• [RECORDS FOR THIS TASK]:
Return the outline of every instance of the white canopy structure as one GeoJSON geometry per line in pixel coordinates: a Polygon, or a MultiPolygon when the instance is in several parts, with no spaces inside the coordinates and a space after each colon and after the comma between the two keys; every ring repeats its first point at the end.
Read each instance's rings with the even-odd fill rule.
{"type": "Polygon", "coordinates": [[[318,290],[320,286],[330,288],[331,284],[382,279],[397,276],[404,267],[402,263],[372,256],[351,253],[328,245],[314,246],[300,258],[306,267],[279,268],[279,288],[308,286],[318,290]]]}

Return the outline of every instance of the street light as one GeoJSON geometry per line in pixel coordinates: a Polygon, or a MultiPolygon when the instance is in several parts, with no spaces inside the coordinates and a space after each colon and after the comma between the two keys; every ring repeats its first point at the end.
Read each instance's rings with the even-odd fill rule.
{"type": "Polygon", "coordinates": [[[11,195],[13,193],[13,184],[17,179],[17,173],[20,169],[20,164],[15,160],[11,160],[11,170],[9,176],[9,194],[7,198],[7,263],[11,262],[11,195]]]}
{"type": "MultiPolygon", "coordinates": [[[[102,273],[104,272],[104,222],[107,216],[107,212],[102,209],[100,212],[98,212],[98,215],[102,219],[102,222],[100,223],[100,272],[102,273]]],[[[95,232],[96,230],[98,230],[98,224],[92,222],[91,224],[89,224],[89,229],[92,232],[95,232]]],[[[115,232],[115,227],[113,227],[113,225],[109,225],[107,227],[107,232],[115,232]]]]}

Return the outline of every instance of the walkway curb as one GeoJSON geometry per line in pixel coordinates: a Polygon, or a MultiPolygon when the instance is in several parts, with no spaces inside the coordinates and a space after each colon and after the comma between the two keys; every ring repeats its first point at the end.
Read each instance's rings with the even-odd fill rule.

• [SHORT EXERCISE]: Copy the listing above with "even-odd" swapped for "nonzero" wherever it occurs, leaving everything else unchanged.

• [WRITTEN REPLY]:
Return the outline of every instance of the white canopy structure as one GeoJSON geometry per line in pixel coordinates: a Polygon, or a MultiPolygon when the instance is in several parts, with no spaces inside the coordinates and a space after each colon and after the comma between the two keys; every ring repeats its first point at the end.
Read each instance's rings with the nonzero fill rule.
{"type": "Polygon", "coordinates": [[[318,290],[320,286],[330,288],[331,284],[382,279],[397,276],[404,267],[402,263],[372,256],[351,253],[328,245],[314,246],[300,258],[306,267],[279,268],[279,288],[308,286],[318,290]]]}

Return the outline of every instance of the street light as one GeoJSON geometry per line in pixel coordinates: a Polygon, or a MultiPolygon when the instance is in several parts, with no spaces inside the coordinates and a space after each colon and after the comma between the two keys; every ring repeats its first point at the end.
Read each instance's rings with the nonzero fill rule.
{"type": "Polygon", "coordinates": [[[11,195],[13,193],[13,184],[17,179],[17,173],[20,169],[20,164],[15,160],[11,160],[11,170],[9,176],[9,194],[7,198],[7,263],[11,262],[11,195]]]}
{"type": "MultiPolygon", "coordinates": [[[[102,273],[104,272],[104,222],[107,216],[107,212],[102,209],[100,212],[98,212],[98,215],[102,219],[102,222],[100,223],[100,272],[102,273]]],[[[95,232],[96,230],[98,230],[98,224],[92,222],[91,224],[89,224],[89,229],[92,232],[95,232]]],[[[115,232],[115,227],[113,227],[113,225],[109,225],[107,227],[107,232],[115,232]]]]}

Return the outline of every instance of the walkway curb as one GeoJSON geometry per line in pixel coordinates: a Polygon, or a MultiPolygon when the instance is in several parts, with no spaces inside the coordinates and a space after each colon and after the comma between the two keys; every ring repeats its first point at the end.
Read each instance's rings with the nonzero fill rule.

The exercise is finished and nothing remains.